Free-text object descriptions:
########
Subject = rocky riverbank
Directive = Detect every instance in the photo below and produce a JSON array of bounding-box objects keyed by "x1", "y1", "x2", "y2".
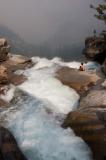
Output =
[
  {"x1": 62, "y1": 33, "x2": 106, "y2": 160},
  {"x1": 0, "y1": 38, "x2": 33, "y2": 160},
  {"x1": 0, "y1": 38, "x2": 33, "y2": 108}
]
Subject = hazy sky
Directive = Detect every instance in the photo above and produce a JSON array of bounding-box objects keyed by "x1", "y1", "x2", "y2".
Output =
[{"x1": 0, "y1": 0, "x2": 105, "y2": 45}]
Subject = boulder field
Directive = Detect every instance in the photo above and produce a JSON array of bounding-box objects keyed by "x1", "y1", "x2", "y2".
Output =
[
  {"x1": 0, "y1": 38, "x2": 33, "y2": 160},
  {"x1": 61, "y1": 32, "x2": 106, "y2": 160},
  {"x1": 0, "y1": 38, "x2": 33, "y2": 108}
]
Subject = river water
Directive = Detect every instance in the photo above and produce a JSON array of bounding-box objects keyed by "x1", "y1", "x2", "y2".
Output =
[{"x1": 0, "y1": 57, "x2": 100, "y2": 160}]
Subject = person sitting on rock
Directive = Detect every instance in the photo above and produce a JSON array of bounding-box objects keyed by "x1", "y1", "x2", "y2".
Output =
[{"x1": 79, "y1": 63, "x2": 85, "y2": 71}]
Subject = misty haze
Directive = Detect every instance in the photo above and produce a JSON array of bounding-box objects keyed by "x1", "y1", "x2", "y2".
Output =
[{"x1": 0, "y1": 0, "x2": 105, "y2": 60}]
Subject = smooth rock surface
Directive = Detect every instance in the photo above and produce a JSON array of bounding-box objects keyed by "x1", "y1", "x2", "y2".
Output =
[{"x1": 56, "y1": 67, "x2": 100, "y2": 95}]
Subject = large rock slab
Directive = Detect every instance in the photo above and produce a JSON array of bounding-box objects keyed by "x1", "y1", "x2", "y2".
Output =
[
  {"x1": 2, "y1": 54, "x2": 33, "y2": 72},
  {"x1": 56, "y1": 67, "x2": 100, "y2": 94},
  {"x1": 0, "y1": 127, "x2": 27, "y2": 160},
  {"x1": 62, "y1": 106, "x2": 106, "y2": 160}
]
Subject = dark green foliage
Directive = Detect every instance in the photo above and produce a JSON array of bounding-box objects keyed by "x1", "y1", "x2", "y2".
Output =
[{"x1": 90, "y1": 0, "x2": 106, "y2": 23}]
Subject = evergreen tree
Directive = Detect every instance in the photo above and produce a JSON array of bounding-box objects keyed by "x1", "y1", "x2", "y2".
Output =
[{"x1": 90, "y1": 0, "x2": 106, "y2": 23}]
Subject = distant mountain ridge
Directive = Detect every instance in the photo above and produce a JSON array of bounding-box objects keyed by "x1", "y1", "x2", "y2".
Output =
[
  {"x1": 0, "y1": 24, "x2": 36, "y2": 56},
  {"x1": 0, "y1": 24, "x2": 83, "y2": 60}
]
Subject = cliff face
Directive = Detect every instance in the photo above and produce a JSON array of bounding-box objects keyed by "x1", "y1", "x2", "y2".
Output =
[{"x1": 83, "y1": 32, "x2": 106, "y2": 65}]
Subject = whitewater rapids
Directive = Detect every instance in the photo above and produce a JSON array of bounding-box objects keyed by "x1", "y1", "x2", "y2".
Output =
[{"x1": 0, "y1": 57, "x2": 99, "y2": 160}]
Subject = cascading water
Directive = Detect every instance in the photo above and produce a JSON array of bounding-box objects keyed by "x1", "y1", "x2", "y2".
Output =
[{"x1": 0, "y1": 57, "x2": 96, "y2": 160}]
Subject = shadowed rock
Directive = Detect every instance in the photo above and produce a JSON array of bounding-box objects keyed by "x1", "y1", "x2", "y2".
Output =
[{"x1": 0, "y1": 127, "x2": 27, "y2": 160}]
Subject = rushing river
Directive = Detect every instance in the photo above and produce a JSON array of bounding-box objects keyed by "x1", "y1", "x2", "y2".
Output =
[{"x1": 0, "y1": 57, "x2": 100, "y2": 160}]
########
◆ **WHAT IS EXPECTED**
Each record above should be returned unchanged, except that the pictures are dropped.

◆ **OUTPUT OF THE EXERCISE**
Subject = rocky riverbank
Directive = Detect every instance in the photo below and produce a JSON array of bounding-box objects keyed by "x1", "y1", "x2", "y2".
Output =
[
  {"x1": 62, "y1": 33, "x2": 106, "y2": 160},
  {"x1": 0, "y1": 38, "x2": 33, "y2": 160},
  {"x1": 0, "y1": 38, "x2": 33, "y2": 108}
]
Subject = hazy sky
Directive = Detect every instance in the photo above and produce a JSON array of bounding-box objects keyed by "x1", "y1", "x2", "y2".
Output =
[{"x1": 0, "y1": 0, "x2": 105, "y2": 45}]
Subject = boulder field
Directive = Detect every instance in the photo above and produce a JSON array of bounding-box objects keyed by "x1", "y1", "x2", "y2".
Output =
[
  {"x1": 0, "y1": 38, "x2": 33, "y2": 160},
  {"x1": 61, "y1": 32, "x2": 106, "y2": 160},
  {"x1": 0, "y1": 38, "x2": 33, "y2": 108}
]
Subject = river water
Directive = Detect every instance in the photo above and produce a JSON array of bounding-box objects keyed by "x1", "y1", "x2", "y2".
Output =
[{"x1": 0, "y1": 57, "x2": 100, "y2": 160}]
Subject = person sitting on rock
Directive = Detect every instance in the photo above and produce a JSON array of bounding-box objects keyed by "x1", "y1", "x2", "y2".
Output =
[{"x1": 79, "y1": 63, "x2": 85, "y2": 71}]
Subject = misty haze
Directive = Detect every instance in the photo above and produce a JSON array of bounding-box objects keyed by "x1", "y1", "x2", "y2".
Output =
[{"x1": 0, "y1": 0, "x2": 105, "y2": 60}]
Subject = smooth rock surface
Directive = Detect every instance in the photo above and produce a JSON array of bounding-box objects keyed by "x1", "y1", "x2", "y2".
Output =
[{"x1": 56, "y1": 67, "x2": 100, "y2": 95}]
Subject = large rock slab
Directive = Detect every instance in the photo above and produce a JSON array of bounding-box objects keyed by "x1", "y1", "x2", "y2".
Output =
[
  {"x1": 2, "y1": 54, "x2": 33, "y2": 72},
  {"x1": 56, "y1": 67, "x2": 100, "y2": 94},
  {"x1": 0, "y1": 127, "x2": 27, "y2": 160},
  {"x1": 62, "y1": 106, "x2": 106, "y2": 160}
]
Subject = dark green foliage
Directive = Detect every instance in the photo above and produce a JSON array of bounding-box objects keyed by "x1", "y1", "x2", "y2".
Output =
[{"x1": 90, "y1": 0, "x2": 106, "y2": 23}]
Subject = evergreen tree
Directive = Detect every instance in the photo above and produce a JSON array of bounding-box objects keyed by "x1", "y1", "x2", "y2".
Output =
[{"x1": 90, "y1": 0, "x2": 106, "y2": 23}]
Subject = distant mountain ridge
Directive = Detect every instance in the photo above and produce a JSON array of bounding-box objects keyed by "x1", "y1", "x2", "y2".
Output =
[
  {"x1": 0, "y1": 24, "x2": 36, "y2": 56},
  {"x1": 0, "y1": 24, "x2": 83, "y2": 60}
]
Subject = cliff face
Directive = Detect every instance in the photo above and produce a JSON array of bounding-box objects keyed by "x1", "y1", "x2", "y2".
Output =
[{"x1": 83, "y1": 32, "x2": 106, "y2": 65}]
Subject = whitewater rapids
Directive = Detect every instance in the photo above and produce a JSON array of bounding-box objects keyed by "x1", "y1", "x2", "y2".
Output =
[{"x1": 0, "y1": 57, "x2": 99, "y2": 160}]
Subject = cascading water
Directive = Detect every instance in the photo above and produce a JSON array of bounding-box objects keyed by "x1", "y1", "x2", "y2".
Output =
[{"x1": 0, "y1": 57, "x2": 96, "y2": 160}]
Subject = shadowed rock
Directive = Detect every instance in the photo above and produce a JSON array of bounding-box objects keyed by "x1", "y1", "x2", "y2".
Output =
[{"x1": 0, "y1": 127, "x2": 27, "y2": 160}]
Subject = rushing river
Directive = Detect every instance in the photo above and produce a JSON array of bounding-box objects keyed by "x1", "y1", "x2", "y2".
Output =
[{"x1": 0, "y1": 57, "x2": 100, "y2": 160}]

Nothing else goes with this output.